• [TASK TO CARRY OUT]
Extend the biographical text on Russel Kaufman below, picking up right after its final sentence.

[DOCUMENT TEXT]

= Russel Kaufman =

American researcher

Russel E. Kaufman is an American researcher who is president emeritus of The Wistar Institute in Philadelphia. In addition to his administrative role at Wistar, Kaufman maintains a research program that focuses on the genetics behind various types of blood diseases and cancer. During his time in research, some of Kaufman's discoveries include the characterization of the β-globin genes and the discovery of the CD7 ligand, K12. Additionally, he has focused on the regulation of genes expressed in hematopoietic stem cells and their progenitors.

Kaufman is active in a number of Philadelphia regional organizations and national organizations related to cancer research. He has served as chair of the Greater Philadelphia Life Sciences Congress, a board member of the board of directors for the University City Science Center, an adviser to the National Institutes of Health, and an adviser to the American Cancer Society. In 2008, Kaufman received the Cancer Control Award from the American Cancer Society for his "exemplary individual achievements in the field of cancer control.". In 2012, the Philadelphia Business Journal named Kaufman Life Sciences CEO of the Year.

[/DOCUMENT TEXT]
[RECORDS]

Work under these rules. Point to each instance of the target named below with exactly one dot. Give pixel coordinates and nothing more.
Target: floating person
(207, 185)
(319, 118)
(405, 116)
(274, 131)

[/RECORDS]

• [RESPONSE BELOW]
Prior to taking his role at Wistar in 2002, Kaufman worked at Duke University Medical Center, where he served as chief resident, division chief of medical oncology, vice chair of the Department of Medicine, and vice dean for education and academic affairs.

==Select publications==
- Ge, Y., Azuma, R., Gekonge, B., Lopez-Coral, A., Xiao, M., Zhang, G., Xu, X., Montaner, L., Wei, Z., Herlyn, M., Wang, T., Kaufman, Russel E.: Induction of metallothionein expression during monocyte to melanoma-associated macrophage differentiation. Front. Biol 7(4): 359–367, 2012.
- Wang, T., Ge, Y., Xiao, M., Lopez-Coral, A., Azuma, R., Somasundaram, R., Zhang, G., Wei, Z., Xu, X., Rauscher, FJ 3rd, Herlyn, M., Kaufman, R.E.: Melanoma-derived conditioned media efficiently induce the differentiation of monocytes to macrophages that display a highly invasive gene signature. Pigment Cell Melanoma Res 25:493-505, 2012.
- Wang, T., Huang, C., Lopez-Coral, A., Slentz-Kesler, K.A., Xiao, M., Wherry, E.J., Kaufman, R.E.: K12/SECTM1, an interferon regulated molecule, synergizes with CD28 to costimulate human T cell proliferation. J Leukoc Biol 91:449-459, 2012.
- Lam, G.K., Liao, H.X., Xue, Y., Alam, S.M., Scearce, R.M., Kaufman, R.E., Sempowski, G.D., Haynes, B.F.: Expression of the CD7 ligand K-12 in human thymic epithelial cells: regulation by IFN-gamma. J Clin Immunol 25:41-49, 2005.
- Sempowski, G.D., Lee, D.M., Kaufman, R.E., Haynes, B.F.: Structure and function of the CD7 molecule. Crit Rev Immunol 19:331-348, 1999.